Work instruction A: In one to three sentences, explain why the writer of the blog post about hirsutism did not ask the cheery customer about the apparent beard shadow.
Work instruction B: Resume the blog post about hirsutism and its comments, picking up right after the last sentence shown.

Quoted passage section start

April 13, 2011

Got Hirsutism?

One day at work, I was assisting a cheery young woman. To paint a picture: she was mousy of coloring, freckled complexion, hair in no particular style, and glowingly positive which, when you work with people, is a rare jewel. She was the sort of person you'd have a rapport with instantly, no matter who you were and what your own personality was like. It was a pleasure to serve her. As we were talking through the transaction and making eye contact, I noticed that her complexion seemed darker around her jaw and chin--the kind of thing you'd probably only really see if that area of the face was of personal significance to you. And then, of course, it was all I could see. There was no point in which I could get close enough to really tell, but I became more and more convinced that it was beard shadow.

But what is the protocol for asking? There just isn't one. I was burning to ask, and she seemed like she would have been frank with me. But I had to think about how I would feel if it were me being asked.

If it were one of those days (as it has been lately) where I had fought with my face all morning to hide my secret and struggle to even leave the house and go about my day, someone asking me, "Hey, are you hirsute?" would probably be devastating. Was it that obvious? Does everybody notice but no one has the guts to ask? I'd probably slink home and crawl under my covers for the rest of the day, feeling sorry for myself.

However, if it was a good day, and I felt confident... I don't know, maybe I'd be relieved. Maybe I'd sigh like a weight had been lifted off me and say, "Yes! Oh thank goodness, yes!" I'd be excited to meet someone who was aware of the issue. And I bet this is more the case for me than it used to be. I get closer all the time to telling people I wouldn't necessarily trust implicitly. As I begin to see that there is no "fix" for the symptoms, it's becoming clear that my beard is just a part of me, like my near sightedness or that freckle on my butt. It makes me no less a woman, it just makes me me. If only I could feel like that all the time...

6 comments:

Sophie said...

:)

This thing that takes over my mind every time I leave the house. Buses are especially dangerous. I can't help but stare at women and look for it, and i'm getting better (less paranoid?) since I realise that I do it but still... And usually the conclusion comes: nah, she's not... and then the thoughts of how i wish i met Jennifer Miller one of those days. I have visualised this million times in my head.
Back to reality - If I had good reasons to believe someone had The Problem and tried to hide it but say, I saw them on the "bad" day and being me, noticed it, I would come up to them and show them some part of me that I would be confident that would make them feel a bit better about themselves, and see where the conversation takes us :)
If I had a semi good reason to believe someone had The Problem, i would just walk near them and whisper "hirsutism" a lot and see if they react.

Quoted passage section end
Extracted entries section start

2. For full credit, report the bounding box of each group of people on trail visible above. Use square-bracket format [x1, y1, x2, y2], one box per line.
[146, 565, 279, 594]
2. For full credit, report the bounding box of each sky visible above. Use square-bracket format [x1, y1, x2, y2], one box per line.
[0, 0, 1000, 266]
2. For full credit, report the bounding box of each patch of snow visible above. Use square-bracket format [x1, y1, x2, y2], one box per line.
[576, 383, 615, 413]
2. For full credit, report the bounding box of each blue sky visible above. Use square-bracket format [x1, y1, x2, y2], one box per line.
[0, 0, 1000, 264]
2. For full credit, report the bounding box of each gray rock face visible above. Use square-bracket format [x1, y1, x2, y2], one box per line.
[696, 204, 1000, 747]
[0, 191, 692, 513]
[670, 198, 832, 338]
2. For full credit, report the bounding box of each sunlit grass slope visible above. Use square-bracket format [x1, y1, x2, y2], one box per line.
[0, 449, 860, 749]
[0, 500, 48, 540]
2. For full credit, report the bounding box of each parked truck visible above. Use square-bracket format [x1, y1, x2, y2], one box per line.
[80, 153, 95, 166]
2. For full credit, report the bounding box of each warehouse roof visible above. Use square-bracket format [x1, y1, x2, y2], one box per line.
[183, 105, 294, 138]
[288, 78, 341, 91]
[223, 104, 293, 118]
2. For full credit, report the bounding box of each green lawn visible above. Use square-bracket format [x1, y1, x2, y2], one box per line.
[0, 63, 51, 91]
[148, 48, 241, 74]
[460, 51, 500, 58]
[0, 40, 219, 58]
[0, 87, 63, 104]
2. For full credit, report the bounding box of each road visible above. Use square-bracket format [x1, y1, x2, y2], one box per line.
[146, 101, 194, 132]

Extracted entries section end

Written reply A: Before asking, the writer had to consider how it would feel to be asked. On a bad day, after fighting all morning to hide the secret, a question like "Hey, are you hirsute?" would probably be devastating and would leave the writer wanting to go home and crawl under the covers.

Written reply B:
If someone came up to me with this question, I would "adopt" them. I am at the stage of my life that any hirsute girl who saw me, would know. I think the normals I know wouldnt be shocked if I suddenly came out; I have been preparing them for a while now. Yes, probably on a really bad day, it would break me but, like yourself, I came to realise that there is not much choice but to accept. Well, you can also sit down and cry but I have been there, done that and it was not much fun.

Allerleirah said...

*lol* Oh my goodness, if someone whispered "hirsutism" at me you BET I'd react! XD Eep!

Man, if I met someone who wasn't trying to hide it at all, that'd be a different story. I'd probably fangirl all over them, whether they were a famous bearded lady or not. :D That'd be cool. And rather surreal.

Sophie said...

:) :) :)

:)

Yes, I would fangirl them, too, I am certain of it. The funniest thing is, Al... we are those very ladies we want to fangirl... life is hilariuos.

:)

ps. i have officially started writing an email to you i promised myself i wont delete. howgh!

Allerleirah said...

The funniest thing is, Al... we are those very ladies we want to fangirl...


I LOVE that! :O :D

Callie said...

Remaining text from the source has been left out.